TASK TO CARRY OUT:
Reproduce the listing below word for word, with every line in its original order.

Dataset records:
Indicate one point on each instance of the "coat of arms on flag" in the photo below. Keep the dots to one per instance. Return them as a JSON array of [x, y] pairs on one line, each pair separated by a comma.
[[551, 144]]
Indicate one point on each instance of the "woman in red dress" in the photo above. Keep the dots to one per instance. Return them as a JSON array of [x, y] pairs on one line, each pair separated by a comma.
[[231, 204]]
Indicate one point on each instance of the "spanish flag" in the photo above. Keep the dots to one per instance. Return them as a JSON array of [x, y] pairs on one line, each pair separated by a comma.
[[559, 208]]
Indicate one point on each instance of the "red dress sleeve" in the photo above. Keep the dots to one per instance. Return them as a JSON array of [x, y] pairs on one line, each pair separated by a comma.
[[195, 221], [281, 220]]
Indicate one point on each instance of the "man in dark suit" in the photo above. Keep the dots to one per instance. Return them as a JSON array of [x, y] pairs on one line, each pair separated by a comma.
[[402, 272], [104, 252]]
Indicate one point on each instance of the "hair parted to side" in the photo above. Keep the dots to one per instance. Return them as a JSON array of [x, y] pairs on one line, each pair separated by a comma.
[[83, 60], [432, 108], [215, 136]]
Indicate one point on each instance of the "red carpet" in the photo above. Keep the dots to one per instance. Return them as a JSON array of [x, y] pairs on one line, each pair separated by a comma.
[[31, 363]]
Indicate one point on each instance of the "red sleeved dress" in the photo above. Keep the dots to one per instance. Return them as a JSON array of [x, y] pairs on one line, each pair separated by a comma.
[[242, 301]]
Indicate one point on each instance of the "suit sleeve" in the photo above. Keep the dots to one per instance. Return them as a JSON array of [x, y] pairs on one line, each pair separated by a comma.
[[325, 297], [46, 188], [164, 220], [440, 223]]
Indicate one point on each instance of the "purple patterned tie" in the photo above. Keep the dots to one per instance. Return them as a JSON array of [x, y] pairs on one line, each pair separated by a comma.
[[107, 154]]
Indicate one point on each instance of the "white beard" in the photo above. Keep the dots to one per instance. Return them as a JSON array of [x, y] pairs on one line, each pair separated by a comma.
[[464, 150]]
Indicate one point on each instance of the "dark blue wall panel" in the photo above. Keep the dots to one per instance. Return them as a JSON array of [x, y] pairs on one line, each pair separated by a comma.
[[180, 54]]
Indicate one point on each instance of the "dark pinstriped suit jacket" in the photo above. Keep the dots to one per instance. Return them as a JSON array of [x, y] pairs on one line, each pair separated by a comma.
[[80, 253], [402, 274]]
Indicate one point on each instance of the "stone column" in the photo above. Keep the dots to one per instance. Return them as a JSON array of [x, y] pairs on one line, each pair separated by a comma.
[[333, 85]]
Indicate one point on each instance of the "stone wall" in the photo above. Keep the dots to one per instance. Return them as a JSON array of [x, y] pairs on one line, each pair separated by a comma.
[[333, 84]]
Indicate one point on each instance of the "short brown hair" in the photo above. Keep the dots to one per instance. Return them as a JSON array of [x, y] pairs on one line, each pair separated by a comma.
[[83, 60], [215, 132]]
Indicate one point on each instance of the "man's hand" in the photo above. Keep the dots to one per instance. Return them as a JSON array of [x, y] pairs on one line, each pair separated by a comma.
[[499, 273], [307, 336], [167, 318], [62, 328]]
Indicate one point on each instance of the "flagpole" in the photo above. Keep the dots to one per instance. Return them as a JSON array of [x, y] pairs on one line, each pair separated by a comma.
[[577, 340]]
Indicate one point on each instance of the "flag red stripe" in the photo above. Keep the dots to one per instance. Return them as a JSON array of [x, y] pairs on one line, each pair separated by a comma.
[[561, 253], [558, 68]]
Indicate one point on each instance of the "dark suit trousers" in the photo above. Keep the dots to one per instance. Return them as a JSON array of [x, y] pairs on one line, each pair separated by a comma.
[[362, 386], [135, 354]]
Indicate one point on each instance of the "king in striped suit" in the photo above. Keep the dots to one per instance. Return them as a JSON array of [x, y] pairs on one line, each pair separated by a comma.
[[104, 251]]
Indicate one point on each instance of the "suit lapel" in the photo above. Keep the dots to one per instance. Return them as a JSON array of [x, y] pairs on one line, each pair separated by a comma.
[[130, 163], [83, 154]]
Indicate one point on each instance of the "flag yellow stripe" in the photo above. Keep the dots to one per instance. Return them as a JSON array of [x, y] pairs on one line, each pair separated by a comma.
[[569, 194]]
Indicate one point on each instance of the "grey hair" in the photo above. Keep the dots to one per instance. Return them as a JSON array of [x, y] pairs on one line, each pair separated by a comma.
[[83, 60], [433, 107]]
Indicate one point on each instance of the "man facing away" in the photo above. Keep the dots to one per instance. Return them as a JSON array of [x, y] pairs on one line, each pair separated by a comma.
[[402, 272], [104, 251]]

EXERCISE SOLUTION:
Indicate one point on each instance of the "coat of arms on flag" in the photo below. Keep the dots to one per instance. Return them as a JSON array of [x, y] pairs on one line, each pair separated by a comma.
[[551, 144]]
Indicate one point on each instance of the "woman in red dress" in the photo above. Keep the dots to one per instance. Return them as a JSON array of [x, y] pairs on one line, each pair separated by a comma.
[[231, 204]]
Indicate one point on each instance of the "spanish flag" in the photo above. Keep the dots to one per instance. Return them as a JSON array of [x, y] pairs on one line, each pair separated by a comma.
[[559, 208]]
Indicate one point on each instance of the "red dress sleeve" in the photo above. Keep the dots to one per instance. Return them as a JSON array of [x, y] pairs on one line, each pair separated by a comma.
[[195, 221], [281, 220]]
Indicate one point on each instance of the "man in dark suit" in the photo above. Keep the dots to one per instance. Return them as a JSON array of [x, y] pairs on one line, each pair separated by a comma.
[[402, 272], [104, 252]]
Indicate one point on each instance of the "hair parted to side" in the photo above. Keep the dots to one per instance. Return them as a JSON array of [x, y] pairs on one line, each pair separated by a comma.
[[83, 60], [432, 108], [215, 136]]
Indicate one point on each instance of the "red carpet" in the photo above. Keep the dots to one per instance. Return them as a JSON array of [x, y] pairs on one line, each pair separated by a comma.
[[31, 363]]
Indicate one point on each instance of the "red sleeved dress" in the photo above. Keep the dots to one per instance. Return them as a JSON array of [x, y] pairs on one line, each pair separated by a comma.
[[242, 301]]
Indicate one point on each instance of the "suit sleeve" in the photo above. Keep the dots to one per instance. Return them as a JSON array of [x, y] pairs on one line, each pair separated by a comma.
[[325, 297], [46, 188], [164, 220], [440, 223]]
Indicate one point on each instance of the "purple patterned tie" in the photo above. Keep the dots to one per instance. Return them as a JSON array of [x, y] pairs on one line, each pair separated by a comma.
[[107, 154]]
Indicate one point on each instance of the "white beard" in the photo above. Keep the dots to one per instance. Return them as a JSON array of [x, y] pairs on one line, each pair separated by a comma.
[[464, 150]]
Indicate one point on each instance of the "dark blue wall panel" in the photo above. Keep the dots to one per instance. Return them as a JSON array of [x, y] pairs on one line, each pair separated by a comma.
[[180, 54]]
Indicate one point on each instance of the "dark pinstriped suit jacket" in the photo above. Keep the dots to one per instance. Return them as a JSON array of [x, y] pairs on one line, each pair separated by a comma.
[[80, 253], [402, 274]]
Indicate one point on each instance of the "stone column" in the photo above. Keep the dots to one per instance. Return them as a JSON array of [x, y] pairs on one line, each pair separated by a comma.
[[333, 85]]
Indicate one point on each instance of the "stone wall" in the photo above. Keep the dots to one per instance. Return them as a JSON array of [x, y] pairs on one line, each pair separated by a comma.
[[333, 84]]
Indicate one point on each instance of the "short brown hair" in the photo above. Keep the dots to one per instance. Return them as a JSON array of [x, y] pairs on one line, each pair separated by a comma.
[[83, 60], [215, 132]]
Indicate one point on each instance of the "man's hand" in the photo above. Keep the dots to one per instance. Return them as a JSON array of [x, y] pairs on one line, each pair separated by a comma.
[[499, 273], [307, 336], [167, 318], [62, 328]]
Indicate one point on each instance of the "flagpole" in the photo above. Keep the dots to one per instance. Return them as a JSON array of [x, y] pairs on one line, each pair separated by a comma.
[[577, 340]]
Indicate one point on each instance of the "flag red stripe" in the photo above. Keep the dots to one per instance. Return them as a JSON array of [x, y] pairs on one line, each pair separated by a comma.
[[561, 253], [558, 68]]
Indicate one point on each instance of the "dark suit trousers" in the photo above. Keep the dots to one per instance. Return them as a JSON array of [x, y] pairs on one line, each pair separated by a comma.
[[362, 386], [135, 354]]
Indicate one point on each instance of the "king in striped suit" in the photo above. Keep the dots to one per instance. Return them as a JSON array of [x, y] pairs on one line, each pair separated by a comma.
[[104, 251]]
Indicate one point on each instance of the "suit lapel" in the photo above. Keep the dots to one per instance. Return them as a JSON array of [x, y] pairs on one line, each pair separated by a comma.
[[130, 163], [83, 154]]
Indicate one point on each instance of the "flag yellow stripe" in the photo above. Keep the dots to one per instance. Return them as a JSON array of [x, y] pairs on one line, each pair separated by a comma.
[[569, 194]]
Indicate one point on each instance of the "grey hair" in the photo above. Keep the dots to one per instance. Return them as a JSON array of [x, y] pairs on one line, each pair separated by a comma.
[[83, 60], [433, 107]]
Indicate one point on each instance of the "man facing away" in the photo above. Keep the dots to one per instance. Return them as a JSON array of [x, y] pairs on one line, each pair separated by a comma.
[[402, 272], [104, 251]]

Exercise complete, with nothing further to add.